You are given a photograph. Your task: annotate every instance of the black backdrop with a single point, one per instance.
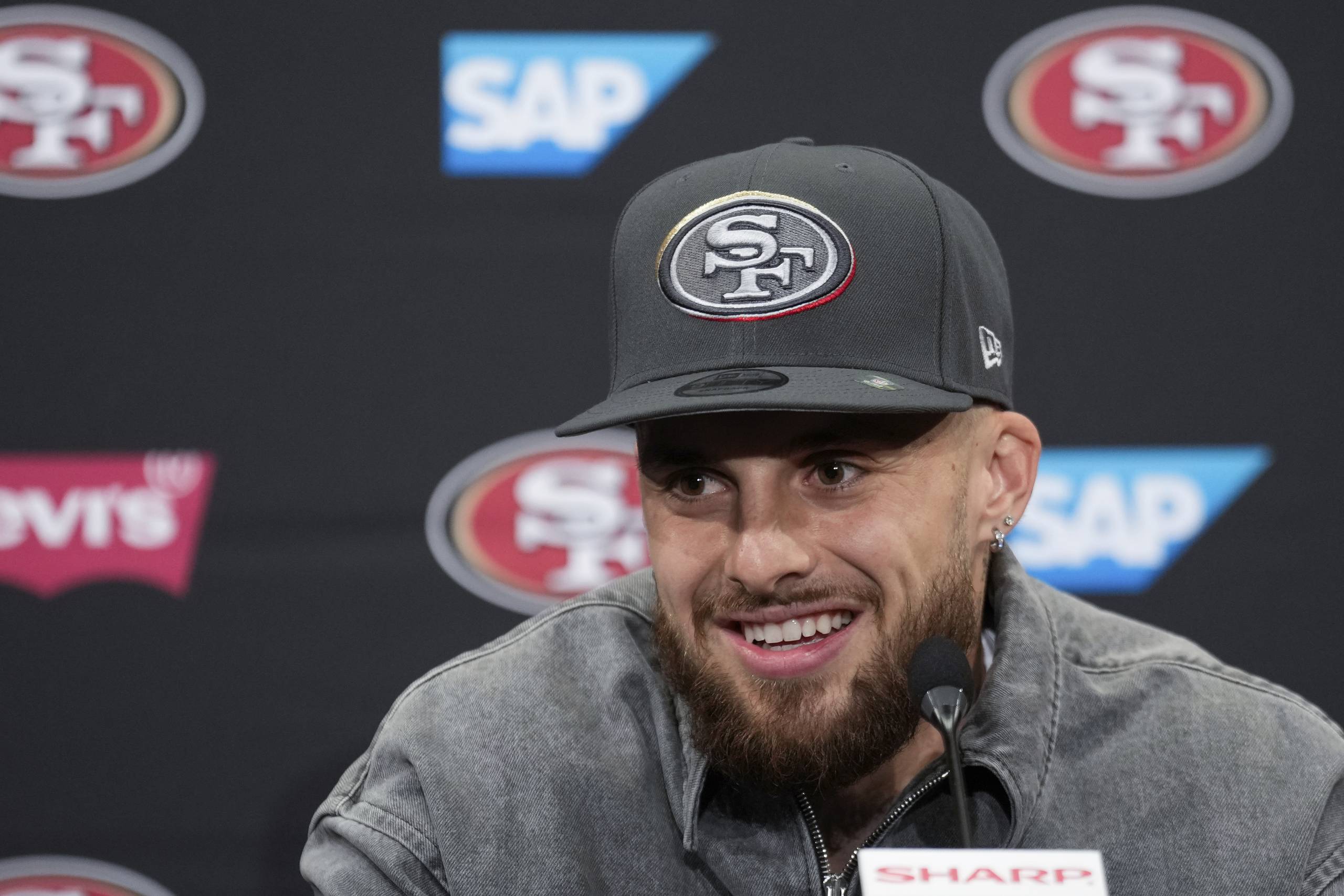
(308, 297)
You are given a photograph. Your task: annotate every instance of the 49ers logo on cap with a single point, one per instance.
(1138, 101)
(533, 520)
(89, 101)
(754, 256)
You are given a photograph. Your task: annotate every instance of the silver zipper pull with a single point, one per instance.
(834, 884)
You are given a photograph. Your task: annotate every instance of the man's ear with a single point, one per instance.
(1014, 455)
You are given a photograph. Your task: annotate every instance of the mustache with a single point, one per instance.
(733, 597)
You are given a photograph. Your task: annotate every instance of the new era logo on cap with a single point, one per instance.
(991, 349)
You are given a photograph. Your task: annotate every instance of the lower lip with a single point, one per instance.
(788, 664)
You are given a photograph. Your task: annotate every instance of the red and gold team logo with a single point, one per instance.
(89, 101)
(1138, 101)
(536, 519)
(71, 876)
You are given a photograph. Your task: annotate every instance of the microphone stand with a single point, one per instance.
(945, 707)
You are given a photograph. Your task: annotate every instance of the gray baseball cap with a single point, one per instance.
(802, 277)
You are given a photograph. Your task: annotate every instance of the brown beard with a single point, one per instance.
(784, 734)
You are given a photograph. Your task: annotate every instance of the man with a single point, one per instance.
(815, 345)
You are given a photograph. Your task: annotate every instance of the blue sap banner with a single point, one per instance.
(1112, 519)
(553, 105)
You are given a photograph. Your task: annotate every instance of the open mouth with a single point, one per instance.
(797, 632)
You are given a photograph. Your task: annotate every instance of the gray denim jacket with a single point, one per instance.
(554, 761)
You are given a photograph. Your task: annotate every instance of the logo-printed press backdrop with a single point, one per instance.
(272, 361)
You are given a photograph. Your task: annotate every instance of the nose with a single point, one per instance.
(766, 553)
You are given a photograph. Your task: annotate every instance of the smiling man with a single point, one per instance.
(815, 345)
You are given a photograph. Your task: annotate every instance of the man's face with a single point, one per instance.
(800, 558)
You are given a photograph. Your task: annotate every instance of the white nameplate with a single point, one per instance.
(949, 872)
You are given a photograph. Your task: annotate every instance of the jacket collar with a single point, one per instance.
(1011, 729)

■ ■ ■

▶ [WHAT IS ASKED]
Quote all the lines above exactly as given. Do not include the pictures.

▶ [WRITTEN ANSWER]
You are given a photograph. Your task: annotate every instance of the black backdrop with a single point, one per instance.
(308, 297)
You are given a photograph. Your task: annotate every instance of the 49ers logo on cap with a single point, one per instance.
(1138, 101)
(533, 520)
(89, 101)
(754, 256)
You are given a photograph. Your task: annotate every instance of the silver zipper pull with a single point, one per instance.
(834, 884)
You are given a photograph. Your task: annotate every instance of the man's ear with a single point, one per instance.
(1014, 455)
You are given a photograph. Your task: annotate every instance of the mustache with a single point, one per instance.
(733, 597)
You are given a photograph. Your task: annotate every instance of the new era logo on cap with a single point, one per instance.
(991, 349)
You are given a photograph. Your task: annotate every instance of the lower lip with a single point, one per instance.
(788, 664)
You are given a photograph. Your task: annotate every instance of the red and gold team logo with a single point, one per instance.
(89, 101)
(1138, 101)
(536, 519)
(71, 876)
You are given a photograph. Your task: annotate every instance of the microphone stand with a single point, one per instance.
(945, 707)
You are given a photograph. Your task: annotate every instance of the gray baseball cap with a single point, one per instance.
(802, 277)
You are given a photograph. Your task: annotate every instance of the brown beard with a single point, one per instance.
(784, 734)
You are given a photograph. Your task: annotate every instance of the man with a single point, one per instance.
(815, 345)
You are given a photograph. Your task: annotate every instance of the blue sap banner with a single point, one per instance.
(1112, 519)
(553, 105)
You are given a photograph. Your task: annotate every instance of the open mouth with a single point, one per instance.
(797, 632)
You are given a photograph. Your task: annotate every instance of the gray denim jacket with a single point, one per instance.
(554, 761)
You are given a photograph. Your task: annotate every instance of the logo-printed press backdrop with a single point, one per instance.
(272, 361)
You are given a photograph. Your task: annotate every instance of the nose with a single point, one per instance.
(766, 553)
You are given a photograph. Your task: annotate every instance of the smiling man with a single point, one per instance.
(815, 345)
You are given a photograph. Your task: annotate every instance of the man's face with a single point, one per instance.
(800, 558)
You are given a photograph. Your task: annotate every instance of the white nameplate with a single point, one per instance.
(949, 872)
You are given a photograph. Your task: annotate every instance of the jacket collar with a single point, one per instance.
(1011, 729)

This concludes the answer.